The expected output is the full set of entries, retyped verbatim, pictures excluded.

################

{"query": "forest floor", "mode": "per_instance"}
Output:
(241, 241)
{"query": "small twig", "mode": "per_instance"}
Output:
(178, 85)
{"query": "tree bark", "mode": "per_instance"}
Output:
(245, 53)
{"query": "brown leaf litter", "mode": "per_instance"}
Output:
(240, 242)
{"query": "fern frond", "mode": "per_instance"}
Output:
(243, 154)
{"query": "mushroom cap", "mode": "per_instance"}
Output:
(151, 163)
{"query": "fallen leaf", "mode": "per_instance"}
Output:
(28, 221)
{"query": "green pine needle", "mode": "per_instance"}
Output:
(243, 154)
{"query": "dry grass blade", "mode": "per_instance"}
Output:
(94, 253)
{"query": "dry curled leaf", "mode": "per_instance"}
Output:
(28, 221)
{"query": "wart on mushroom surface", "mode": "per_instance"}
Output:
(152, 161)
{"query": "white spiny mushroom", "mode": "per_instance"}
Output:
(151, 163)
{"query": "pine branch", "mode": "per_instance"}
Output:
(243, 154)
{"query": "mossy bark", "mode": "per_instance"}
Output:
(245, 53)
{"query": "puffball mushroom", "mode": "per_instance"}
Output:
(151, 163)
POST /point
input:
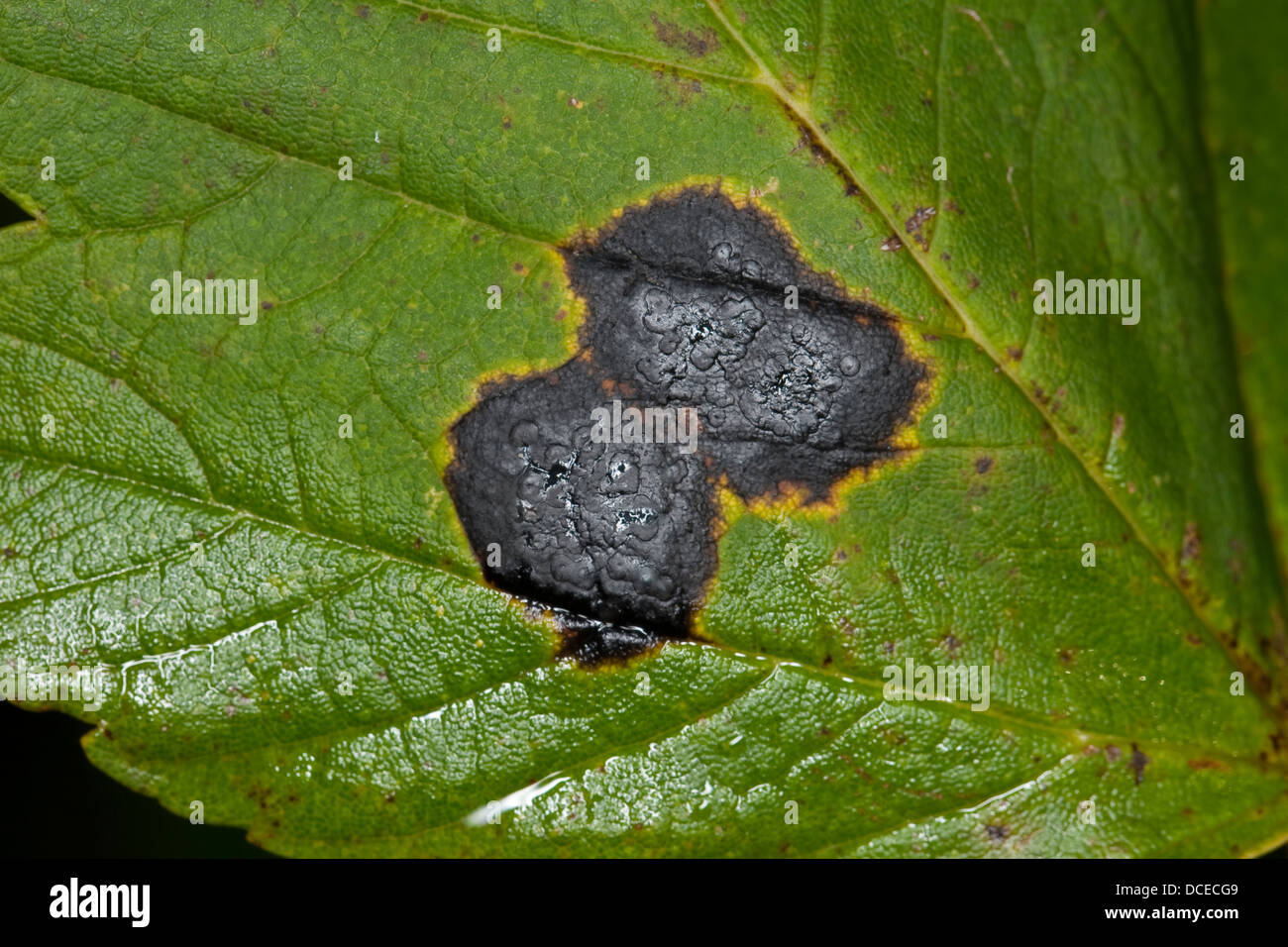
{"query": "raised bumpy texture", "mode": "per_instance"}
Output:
(688, 303)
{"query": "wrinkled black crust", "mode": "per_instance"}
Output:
(687, 308)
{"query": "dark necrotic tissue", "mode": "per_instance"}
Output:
(688, 309)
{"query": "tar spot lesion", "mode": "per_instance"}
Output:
(694, 303)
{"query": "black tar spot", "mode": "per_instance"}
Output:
(690, 315)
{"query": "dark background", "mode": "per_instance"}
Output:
(58, 805)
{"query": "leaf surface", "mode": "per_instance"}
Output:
(295, 629)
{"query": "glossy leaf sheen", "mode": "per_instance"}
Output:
(329, 561)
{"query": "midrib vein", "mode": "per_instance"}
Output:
(804, 115)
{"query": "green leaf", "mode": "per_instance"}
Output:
(294, 629)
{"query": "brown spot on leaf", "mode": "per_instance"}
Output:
(1137, 763)
(696, 44)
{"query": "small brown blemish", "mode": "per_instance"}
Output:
(1137, 763)
(1209, 764)
(1193, 544)
(696, 44)
(914, 223)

################

### EXERCISE RESULT
{"query": "forest floor", "mode": "per_instance"}
Output:
(241, 241)
{"query": "small twig", "mode": "per_instance"}
Output:
(178, 85)
{"query": "tree bark", "mode": "per_instance"}
Output:
(245, 53)
{"query": "brown leaf litter", "mode": "per_instance"}
Output:
(240, 242)
{"query": "fern frond", "mode": "per_instance"}
Output:
(243, 154)
{"query": "mushroom cap", "mode": "per_instance"}
Output:
(151, 163)
{"query": "fallen leaf", "mode": "per_instance"}
Output:
(28, 221)
{"query": "green pine needle", "mode": "per_instance"}
Output:
(243, 154)
{"query": "dry grass blade", "mode": "per_instance"}
Output:
(94, 253)
{"query": "dry curled leaf", "mode": "per_instance"}
Output:
(28, 221)
{"query": "wart on mushroom surface", "mode": "per_instance"}
Output:
(152, 161)
{"query": "white spiny mushroom", "mode": "per_instance"}
Output:
(151, 163)
{"query": "pine branch", "mode": "per_instance"}
Output:
(243, 154)
{"query": "mossy bark", "mode": "per_instance"}
Output:
(245, 53)
{"query": "puffball mushroom", "mode": "per_instance"}
Output:
(151, 163)
POST /point
input:
{"query": "raised bumpy texture", "mode": "per_instance"}
Output:
(688, 303)
{"query": "wrinkled black crust", "mode": "per_instance"}
Output:
(687, 308)
{"query": "dark necrotic tissue", "mode": "per_instance"}
Output:
(688, 309)
{"query": "tar spot lesion", "mode": "per_instance"}
Output:
(694, 303)
{"query": "black tar spot", "mode": "per_instance"}
Output:
(690, 315)
{"query": "dark background", "mode": "per_instance"}
Output:
(58, 805)
{"query": "leaf surface", "mode": "per_instance"}
Output:
(295, 629)
{"query": "glossy leaf sheen", "mode": "per_instance"}
Output:
(329, 561)
{"query": "midrib vein", "mode": "per_instance"}
Output:
(804, 115)
{"query": "green leaf", "mode": "per_instance"}
Output:
(294, 629)
{"query": "brown spot on leaf", "mode": "per_instance"}
Output:
(1137, 763)
(696, 44)
{"query": "small brown blemish", "mode": "per_instance"}
Output:
(1137, 763)
(1209, 764)
(1193, 544)
(696, 44)
(914, 223)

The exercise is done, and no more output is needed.